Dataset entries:

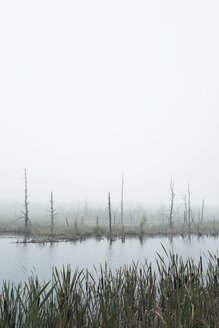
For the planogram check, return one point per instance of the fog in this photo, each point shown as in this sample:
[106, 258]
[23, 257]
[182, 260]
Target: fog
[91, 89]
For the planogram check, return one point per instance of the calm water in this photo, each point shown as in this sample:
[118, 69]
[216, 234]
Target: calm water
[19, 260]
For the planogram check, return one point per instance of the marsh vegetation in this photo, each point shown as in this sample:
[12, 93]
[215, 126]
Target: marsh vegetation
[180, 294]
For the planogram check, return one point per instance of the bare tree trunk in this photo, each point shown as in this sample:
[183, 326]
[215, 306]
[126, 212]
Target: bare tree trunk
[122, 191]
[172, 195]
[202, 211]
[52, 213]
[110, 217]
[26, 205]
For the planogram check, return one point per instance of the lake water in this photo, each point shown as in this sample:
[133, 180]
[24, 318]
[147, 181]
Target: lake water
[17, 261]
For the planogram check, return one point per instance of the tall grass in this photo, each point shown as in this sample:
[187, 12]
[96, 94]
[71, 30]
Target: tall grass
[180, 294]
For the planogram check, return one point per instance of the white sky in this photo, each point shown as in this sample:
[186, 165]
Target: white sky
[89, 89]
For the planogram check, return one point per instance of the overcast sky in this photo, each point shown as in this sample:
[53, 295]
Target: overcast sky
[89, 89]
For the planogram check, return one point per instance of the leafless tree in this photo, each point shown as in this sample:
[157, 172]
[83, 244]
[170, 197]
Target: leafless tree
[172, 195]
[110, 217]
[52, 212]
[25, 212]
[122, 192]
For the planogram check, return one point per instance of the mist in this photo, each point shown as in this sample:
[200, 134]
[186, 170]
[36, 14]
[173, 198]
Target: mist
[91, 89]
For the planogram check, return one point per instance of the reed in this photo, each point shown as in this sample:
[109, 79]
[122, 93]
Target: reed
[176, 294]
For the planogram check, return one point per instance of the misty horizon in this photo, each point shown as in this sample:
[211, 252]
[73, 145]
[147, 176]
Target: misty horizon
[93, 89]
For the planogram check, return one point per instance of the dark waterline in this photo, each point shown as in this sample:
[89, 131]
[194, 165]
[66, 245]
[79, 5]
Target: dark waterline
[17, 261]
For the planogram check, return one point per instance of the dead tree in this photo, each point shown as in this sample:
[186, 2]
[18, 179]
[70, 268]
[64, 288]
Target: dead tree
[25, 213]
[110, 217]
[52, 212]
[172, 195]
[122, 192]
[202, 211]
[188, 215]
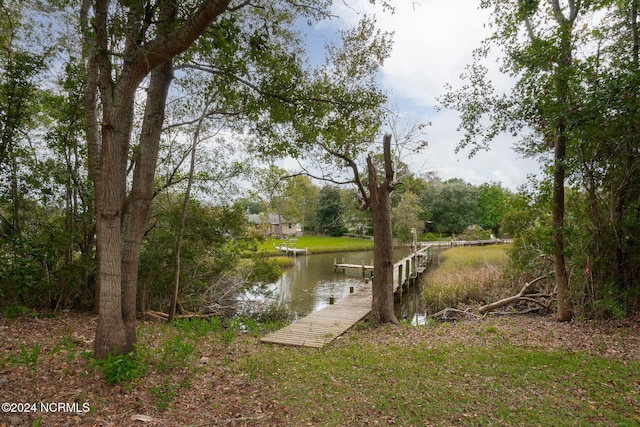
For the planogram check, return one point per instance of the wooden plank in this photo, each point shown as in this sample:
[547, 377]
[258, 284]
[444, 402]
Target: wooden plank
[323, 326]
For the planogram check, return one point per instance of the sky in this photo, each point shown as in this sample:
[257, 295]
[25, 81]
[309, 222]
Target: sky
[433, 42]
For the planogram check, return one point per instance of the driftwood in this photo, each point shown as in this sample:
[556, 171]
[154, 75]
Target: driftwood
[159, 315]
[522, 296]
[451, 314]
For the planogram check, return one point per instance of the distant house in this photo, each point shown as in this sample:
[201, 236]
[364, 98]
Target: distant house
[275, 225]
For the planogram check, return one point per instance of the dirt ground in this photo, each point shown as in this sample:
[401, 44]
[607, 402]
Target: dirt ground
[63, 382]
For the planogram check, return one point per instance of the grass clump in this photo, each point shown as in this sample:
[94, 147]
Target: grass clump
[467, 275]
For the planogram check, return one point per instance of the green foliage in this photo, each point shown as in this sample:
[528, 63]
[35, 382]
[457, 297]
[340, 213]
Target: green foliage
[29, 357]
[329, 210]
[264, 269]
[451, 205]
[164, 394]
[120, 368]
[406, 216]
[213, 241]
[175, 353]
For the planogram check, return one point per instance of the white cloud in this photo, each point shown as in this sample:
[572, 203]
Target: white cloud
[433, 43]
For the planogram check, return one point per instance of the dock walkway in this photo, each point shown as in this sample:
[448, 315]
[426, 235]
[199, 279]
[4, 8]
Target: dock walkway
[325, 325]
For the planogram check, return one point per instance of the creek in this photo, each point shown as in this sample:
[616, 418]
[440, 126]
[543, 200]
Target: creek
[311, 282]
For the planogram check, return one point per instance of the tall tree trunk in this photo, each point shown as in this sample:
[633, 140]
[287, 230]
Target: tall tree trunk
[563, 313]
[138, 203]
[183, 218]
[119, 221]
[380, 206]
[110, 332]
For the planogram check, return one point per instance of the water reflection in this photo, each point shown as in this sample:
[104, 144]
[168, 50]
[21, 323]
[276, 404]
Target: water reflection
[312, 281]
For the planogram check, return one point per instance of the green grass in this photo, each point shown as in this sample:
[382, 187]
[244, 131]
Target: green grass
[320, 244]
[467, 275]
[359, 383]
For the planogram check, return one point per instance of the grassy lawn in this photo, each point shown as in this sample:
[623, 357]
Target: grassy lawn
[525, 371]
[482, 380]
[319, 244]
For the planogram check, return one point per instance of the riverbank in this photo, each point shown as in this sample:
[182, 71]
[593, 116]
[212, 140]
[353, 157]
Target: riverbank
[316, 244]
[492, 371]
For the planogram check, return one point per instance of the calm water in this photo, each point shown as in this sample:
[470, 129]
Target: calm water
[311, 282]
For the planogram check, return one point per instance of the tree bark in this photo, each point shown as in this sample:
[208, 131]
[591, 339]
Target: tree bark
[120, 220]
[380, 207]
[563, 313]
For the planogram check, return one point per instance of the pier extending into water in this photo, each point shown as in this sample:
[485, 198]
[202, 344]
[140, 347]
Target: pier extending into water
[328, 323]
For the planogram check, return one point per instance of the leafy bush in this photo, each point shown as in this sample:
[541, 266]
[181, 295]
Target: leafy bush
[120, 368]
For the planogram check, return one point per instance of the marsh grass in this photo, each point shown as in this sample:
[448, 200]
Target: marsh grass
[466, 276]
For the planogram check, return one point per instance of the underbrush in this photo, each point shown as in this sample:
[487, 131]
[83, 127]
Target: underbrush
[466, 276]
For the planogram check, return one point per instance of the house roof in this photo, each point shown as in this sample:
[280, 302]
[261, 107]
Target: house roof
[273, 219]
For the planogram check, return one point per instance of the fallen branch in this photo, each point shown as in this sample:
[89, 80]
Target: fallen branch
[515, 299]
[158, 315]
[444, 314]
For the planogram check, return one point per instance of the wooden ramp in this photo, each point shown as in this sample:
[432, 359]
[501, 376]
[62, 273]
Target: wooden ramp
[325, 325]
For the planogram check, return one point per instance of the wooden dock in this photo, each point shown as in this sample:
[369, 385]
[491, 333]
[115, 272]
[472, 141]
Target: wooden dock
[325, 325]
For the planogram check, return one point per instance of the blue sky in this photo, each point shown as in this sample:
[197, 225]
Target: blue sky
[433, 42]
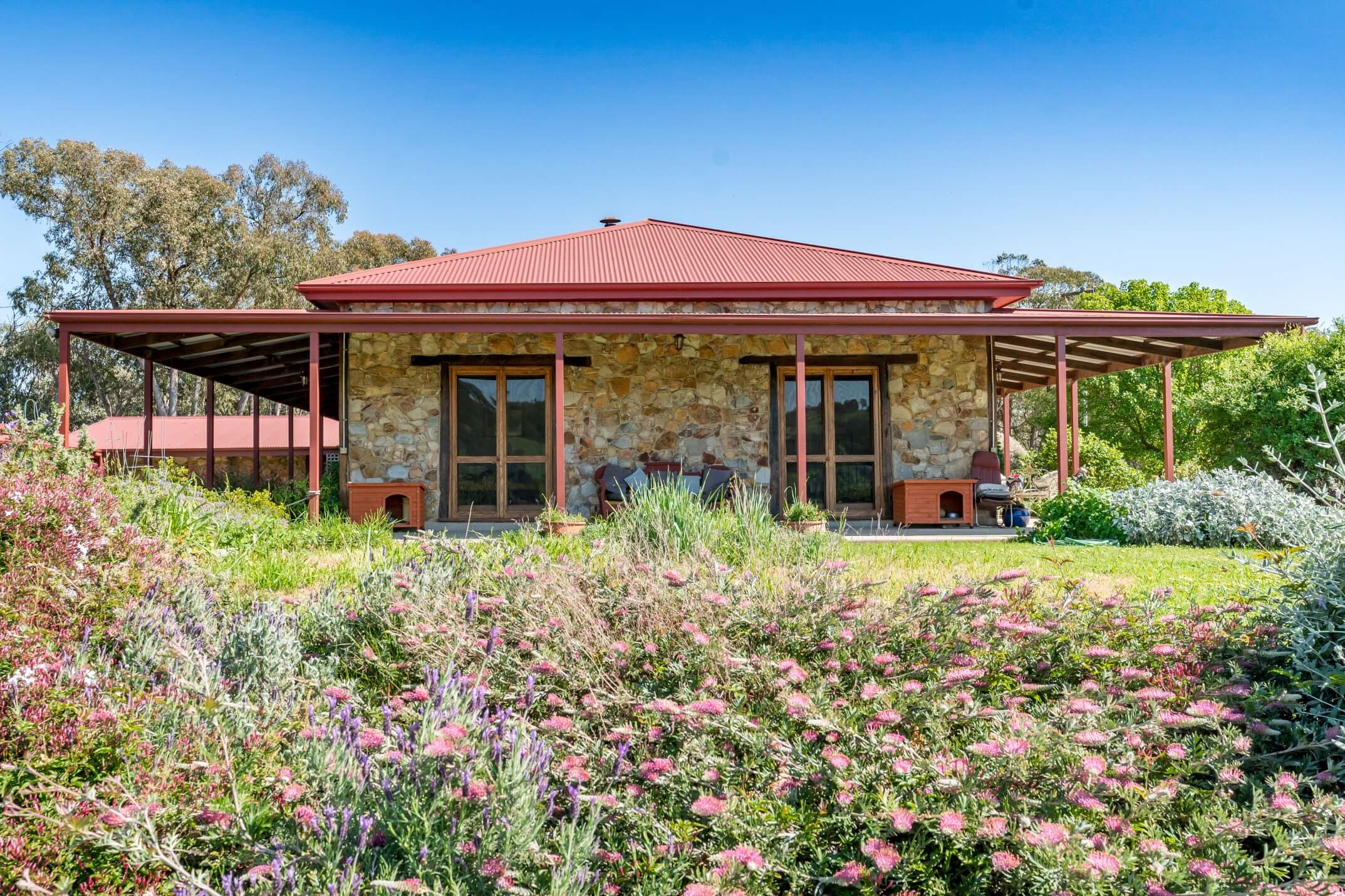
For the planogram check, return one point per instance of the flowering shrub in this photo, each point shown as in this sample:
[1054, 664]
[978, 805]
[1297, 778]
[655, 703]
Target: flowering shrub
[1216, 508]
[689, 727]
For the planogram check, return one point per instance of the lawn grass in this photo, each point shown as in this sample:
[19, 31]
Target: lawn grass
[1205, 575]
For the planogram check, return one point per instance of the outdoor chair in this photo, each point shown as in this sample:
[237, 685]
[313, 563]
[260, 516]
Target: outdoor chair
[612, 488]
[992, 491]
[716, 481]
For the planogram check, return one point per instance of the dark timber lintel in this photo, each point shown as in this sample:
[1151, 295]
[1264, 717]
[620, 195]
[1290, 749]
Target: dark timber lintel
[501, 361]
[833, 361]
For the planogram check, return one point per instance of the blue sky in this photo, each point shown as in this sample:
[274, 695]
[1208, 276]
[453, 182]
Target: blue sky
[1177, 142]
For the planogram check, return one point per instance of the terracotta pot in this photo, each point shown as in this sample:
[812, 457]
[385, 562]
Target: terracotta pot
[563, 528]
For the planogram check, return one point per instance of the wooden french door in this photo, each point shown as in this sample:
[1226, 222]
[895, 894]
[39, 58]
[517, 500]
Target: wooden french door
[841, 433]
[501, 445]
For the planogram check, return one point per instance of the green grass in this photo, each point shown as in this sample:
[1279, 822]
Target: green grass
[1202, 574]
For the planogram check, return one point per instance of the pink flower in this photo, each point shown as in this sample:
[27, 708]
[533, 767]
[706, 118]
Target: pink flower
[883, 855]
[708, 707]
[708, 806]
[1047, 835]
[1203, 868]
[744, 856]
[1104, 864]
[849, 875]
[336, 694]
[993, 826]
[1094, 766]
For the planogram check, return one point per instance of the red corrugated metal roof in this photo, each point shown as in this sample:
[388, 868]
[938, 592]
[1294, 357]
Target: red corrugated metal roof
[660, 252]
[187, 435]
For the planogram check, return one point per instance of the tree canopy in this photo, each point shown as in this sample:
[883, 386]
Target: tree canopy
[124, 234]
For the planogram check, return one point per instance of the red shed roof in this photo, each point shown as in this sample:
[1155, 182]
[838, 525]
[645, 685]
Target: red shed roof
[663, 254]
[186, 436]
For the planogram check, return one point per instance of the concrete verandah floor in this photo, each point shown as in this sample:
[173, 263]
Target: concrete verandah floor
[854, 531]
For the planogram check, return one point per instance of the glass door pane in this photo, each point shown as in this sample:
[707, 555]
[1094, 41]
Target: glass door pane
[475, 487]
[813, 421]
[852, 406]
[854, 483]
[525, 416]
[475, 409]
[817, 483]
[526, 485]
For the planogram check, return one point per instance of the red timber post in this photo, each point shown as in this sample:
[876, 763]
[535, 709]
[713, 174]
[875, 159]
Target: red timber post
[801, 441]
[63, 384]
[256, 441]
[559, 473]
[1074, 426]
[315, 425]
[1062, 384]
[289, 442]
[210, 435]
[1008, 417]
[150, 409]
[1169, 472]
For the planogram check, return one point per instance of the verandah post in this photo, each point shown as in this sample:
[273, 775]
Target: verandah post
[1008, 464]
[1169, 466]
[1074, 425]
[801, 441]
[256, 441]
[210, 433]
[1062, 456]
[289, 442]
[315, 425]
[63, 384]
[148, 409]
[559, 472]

◆ TASK PROMPT ◆
The expected answer is an exact copy of the lines above, beginning at the line with "the marsh vegetation" and ending at the line with "the mist in", with both ends in.

◆ TASK ANSWER ◆
For the planogram check, return one point per instance of the marsh vegetation in this photo, each point shown as in this sample:
[12, 93]
[215, 126]
Target: marsh vegetation
[180, 294]
For the planogram check, return one point per instance of the bare tree trunk in this photo, each point shown as in this sample:
[183, 326]
[215, 306]
[126, 212]
Target: bare tree trunk
[122, 191]
[172, 195]
[202, 211]
[52, 213]
[110, 217]
[26, 205]
For the planogram check, return one point per instance of the lake water in this photo, each point shown as in this sample:
[133, 180]
[24, 318]
[147, 181]
Target: lake water
[17, 261]
For the planogram check, return one point per instance of the tall grass in this photo, each point shown as in this sample:
[187, 12]
[96, 94]
[71, 30]
Target: tall grass
[180, 294]
For the planogram check, return one point per instance of the white sky in this photo, each point shown as in this sample:
[186, 165]
Target: white sky
[89, 89]
For the planogram check, return one point per instance of the overcast sky in this photo, each point shown as in this sample:
[53, 295]
Target: overcast sky
[89, 89]
For the planogram check, return one point per instance of the leafless tree in this photo, each point shown as in this sample:
[157, 172]
[83, 244]
[170, 197]
Target: leafless tree
[172, 195]
[110, 217]
[52, 212]
[25, 212]
[122, 192]
For the planogram check, return one point per instance of the mist in this photo, each point shown as in this sample:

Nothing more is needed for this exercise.